===== Reading text =====
Troye Sivan’s music deserves to be taken seriously. With his second EP out and debut album “Blue Neighborhood” on the horizon, the teen Youtube sensation is rapidly maturing both in lyrical content and in sound. After his sold-out show at The Sinclair, in which many avid fans were seen shedding tears over the artist, we spoke on the phone with Troye to discuss his inspirations, fans, and the skepticism surrounding his transition from Youtube fame to musical fame.
We saw you at your show in Boston, and you had the chance to perform a couple of unreleased tracks off your album “Blue Neighborhood” to fans who had never heard them before. After getting the chance to perform them, which are you most excited for the general public to hear now?
I started playing this one song called “Youth,” and it’s now the last song in the set, because everyone really really likes it a lot, well at least from the live version they do. I’m really excited now to release the studio version to the public.
=====
Apply what you read:
a: In the Troye Sivan interview, which song does he say is now the last song in his set?
b: Repeat the passage of the Troye Sivan interview starting with "Troye Sivan’s music" and going on through "to hear now?".
c: Carry the Troye Sivan interview on from the point where it stops.
===== Data for review =====
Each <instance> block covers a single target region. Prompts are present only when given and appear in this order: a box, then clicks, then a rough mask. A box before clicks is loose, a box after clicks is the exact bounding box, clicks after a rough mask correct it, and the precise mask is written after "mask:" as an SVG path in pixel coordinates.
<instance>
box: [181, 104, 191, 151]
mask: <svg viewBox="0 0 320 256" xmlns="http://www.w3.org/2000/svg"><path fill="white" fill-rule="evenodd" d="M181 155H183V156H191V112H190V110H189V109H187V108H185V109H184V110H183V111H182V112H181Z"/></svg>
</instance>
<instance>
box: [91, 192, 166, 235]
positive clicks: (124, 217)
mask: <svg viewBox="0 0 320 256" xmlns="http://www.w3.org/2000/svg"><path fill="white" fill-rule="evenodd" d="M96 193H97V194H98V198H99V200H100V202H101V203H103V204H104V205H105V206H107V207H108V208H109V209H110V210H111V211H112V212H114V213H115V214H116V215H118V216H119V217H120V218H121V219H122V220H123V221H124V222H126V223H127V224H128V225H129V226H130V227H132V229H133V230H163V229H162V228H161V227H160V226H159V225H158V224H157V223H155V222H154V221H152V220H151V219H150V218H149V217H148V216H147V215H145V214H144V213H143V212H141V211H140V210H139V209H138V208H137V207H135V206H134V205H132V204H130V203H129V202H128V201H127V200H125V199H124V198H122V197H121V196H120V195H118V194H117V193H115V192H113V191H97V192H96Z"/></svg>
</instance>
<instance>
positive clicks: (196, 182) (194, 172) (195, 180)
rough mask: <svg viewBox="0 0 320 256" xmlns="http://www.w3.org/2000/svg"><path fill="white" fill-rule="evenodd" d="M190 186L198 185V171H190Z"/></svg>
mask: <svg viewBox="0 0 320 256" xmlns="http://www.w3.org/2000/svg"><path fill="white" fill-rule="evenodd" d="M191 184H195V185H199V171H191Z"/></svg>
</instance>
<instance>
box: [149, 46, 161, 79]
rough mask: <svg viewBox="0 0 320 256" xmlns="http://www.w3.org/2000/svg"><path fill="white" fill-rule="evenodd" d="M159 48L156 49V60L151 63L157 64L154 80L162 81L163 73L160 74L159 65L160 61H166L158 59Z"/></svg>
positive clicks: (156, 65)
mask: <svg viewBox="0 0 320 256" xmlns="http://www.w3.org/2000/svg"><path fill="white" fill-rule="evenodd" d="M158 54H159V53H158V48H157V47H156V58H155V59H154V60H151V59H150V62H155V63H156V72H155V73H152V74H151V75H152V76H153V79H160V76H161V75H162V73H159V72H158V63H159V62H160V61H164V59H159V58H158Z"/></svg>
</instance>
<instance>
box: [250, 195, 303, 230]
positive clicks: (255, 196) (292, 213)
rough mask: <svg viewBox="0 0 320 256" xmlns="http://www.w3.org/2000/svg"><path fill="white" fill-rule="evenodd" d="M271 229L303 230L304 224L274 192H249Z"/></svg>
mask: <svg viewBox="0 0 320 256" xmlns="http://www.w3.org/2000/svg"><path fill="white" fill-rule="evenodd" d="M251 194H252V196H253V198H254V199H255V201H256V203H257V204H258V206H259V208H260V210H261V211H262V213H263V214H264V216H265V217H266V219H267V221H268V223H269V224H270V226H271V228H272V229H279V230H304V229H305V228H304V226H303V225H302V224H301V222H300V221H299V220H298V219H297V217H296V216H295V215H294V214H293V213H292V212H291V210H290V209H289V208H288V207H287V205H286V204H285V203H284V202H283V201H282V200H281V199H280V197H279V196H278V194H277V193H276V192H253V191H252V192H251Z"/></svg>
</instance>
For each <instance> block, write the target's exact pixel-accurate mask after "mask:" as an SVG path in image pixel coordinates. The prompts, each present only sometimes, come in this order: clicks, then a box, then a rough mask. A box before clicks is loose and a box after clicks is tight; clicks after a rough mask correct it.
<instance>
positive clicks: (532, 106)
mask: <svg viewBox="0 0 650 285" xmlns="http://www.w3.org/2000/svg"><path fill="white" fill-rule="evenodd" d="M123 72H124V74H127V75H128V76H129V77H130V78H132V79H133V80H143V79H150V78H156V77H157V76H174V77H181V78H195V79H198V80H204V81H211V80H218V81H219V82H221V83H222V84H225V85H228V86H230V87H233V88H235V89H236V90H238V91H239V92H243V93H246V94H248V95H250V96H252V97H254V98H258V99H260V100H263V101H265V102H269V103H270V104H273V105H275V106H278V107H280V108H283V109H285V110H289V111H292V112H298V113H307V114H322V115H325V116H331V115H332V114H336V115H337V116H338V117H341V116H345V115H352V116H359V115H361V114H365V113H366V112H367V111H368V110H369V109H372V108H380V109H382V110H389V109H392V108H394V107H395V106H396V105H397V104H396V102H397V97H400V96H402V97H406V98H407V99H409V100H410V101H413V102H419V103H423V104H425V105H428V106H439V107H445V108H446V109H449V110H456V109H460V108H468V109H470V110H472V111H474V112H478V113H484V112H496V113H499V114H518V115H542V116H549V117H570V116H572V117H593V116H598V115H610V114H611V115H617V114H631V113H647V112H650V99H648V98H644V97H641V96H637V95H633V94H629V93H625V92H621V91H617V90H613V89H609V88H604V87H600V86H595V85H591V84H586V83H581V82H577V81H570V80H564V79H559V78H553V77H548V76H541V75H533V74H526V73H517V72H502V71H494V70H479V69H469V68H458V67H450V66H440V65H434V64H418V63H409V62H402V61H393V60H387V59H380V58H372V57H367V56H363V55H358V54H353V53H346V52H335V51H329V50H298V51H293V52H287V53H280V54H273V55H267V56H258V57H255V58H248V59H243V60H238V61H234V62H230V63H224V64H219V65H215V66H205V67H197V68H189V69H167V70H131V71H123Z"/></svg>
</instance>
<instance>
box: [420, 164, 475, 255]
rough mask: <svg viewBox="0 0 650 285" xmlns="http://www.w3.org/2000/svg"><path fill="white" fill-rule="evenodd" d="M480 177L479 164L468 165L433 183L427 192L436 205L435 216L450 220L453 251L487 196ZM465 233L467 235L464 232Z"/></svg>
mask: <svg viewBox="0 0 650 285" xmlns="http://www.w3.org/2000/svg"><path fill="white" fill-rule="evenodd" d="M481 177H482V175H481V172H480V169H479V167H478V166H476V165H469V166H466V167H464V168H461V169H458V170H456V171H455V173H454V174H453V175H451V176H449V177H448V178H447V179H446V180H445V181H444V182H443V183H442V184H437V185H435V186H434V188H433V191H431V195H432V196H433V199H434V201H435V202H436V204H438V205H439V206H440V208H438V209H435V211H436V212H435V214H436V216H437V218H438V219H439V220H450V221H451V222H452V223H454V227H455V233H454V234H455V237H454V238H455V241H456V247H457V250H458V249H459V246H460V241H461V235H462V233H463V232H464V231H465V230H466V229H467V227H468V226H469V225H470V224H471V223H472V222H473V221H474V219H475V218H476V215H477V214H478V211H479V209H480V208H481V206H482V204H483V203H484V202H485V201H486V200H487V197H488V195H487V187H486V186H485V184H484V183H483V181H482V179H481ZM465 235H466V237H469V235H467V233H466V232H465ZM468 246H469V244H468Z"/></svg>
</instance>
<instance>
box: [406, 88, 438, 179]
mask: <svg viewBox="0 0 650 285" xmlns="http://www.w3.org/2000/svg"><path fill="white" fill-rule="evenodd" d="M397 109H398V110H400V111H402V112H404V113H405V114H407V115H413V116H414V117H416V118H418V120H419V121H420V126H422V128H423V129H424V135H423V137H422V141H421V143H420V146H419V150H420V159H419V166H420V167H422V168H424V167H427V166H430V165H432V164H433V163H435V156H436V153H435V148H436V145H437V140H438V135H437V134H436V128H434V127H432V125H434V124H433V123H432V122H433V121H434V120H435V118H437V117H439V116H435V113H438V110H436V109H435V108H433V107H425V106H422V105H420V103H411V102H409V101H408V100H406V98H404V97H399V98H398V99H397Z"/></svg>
=====
Exercise results:
a: "Youth"

b:
Troye Sivan’s music deserves to be taken seriously. With his second EP out and debut album “Blue Neighborhood” on the horizon, the teen Youtube sensation is rapidly maturing both in lyrical content and in sound. After his sold-out show at The Sinclair, in which many avid fans were seen shedding tears over the artist, we spoke on the phone with Troye to discuss his inspirations, fans, and the skepticism surrounding his transition from Youtube fame to musical fame.
We saw you at your show in Boston, and you had the chance to perform a couple of unreleased tracks off your album “Blue Neighborhood” to fans who had never heard them before. After getting the chance to perform them, which are you most excited for the general public to hear now?

c:
From social media and on your tour, you get a tremendous amount of interaction with your fans. Have any interactions really stuck with you?
I think, for example, in L.A. I did three things. I had a screening of the “Blue Neighborhood” trilogy, and then I played The Roxy, and then I played the lyrics videos the next night, and to be able to see familiar faces at all three – I saw some people all three nights in a row – and so by then it was literally just like seeing friends. I dunno, it felt like we were just hanging out. It was really nice to finally be feeling this connection in person rather than just online.
That’s awesome. Are you ever afraid to open up to your fans on stage when you sing songs that have personal relevance to you?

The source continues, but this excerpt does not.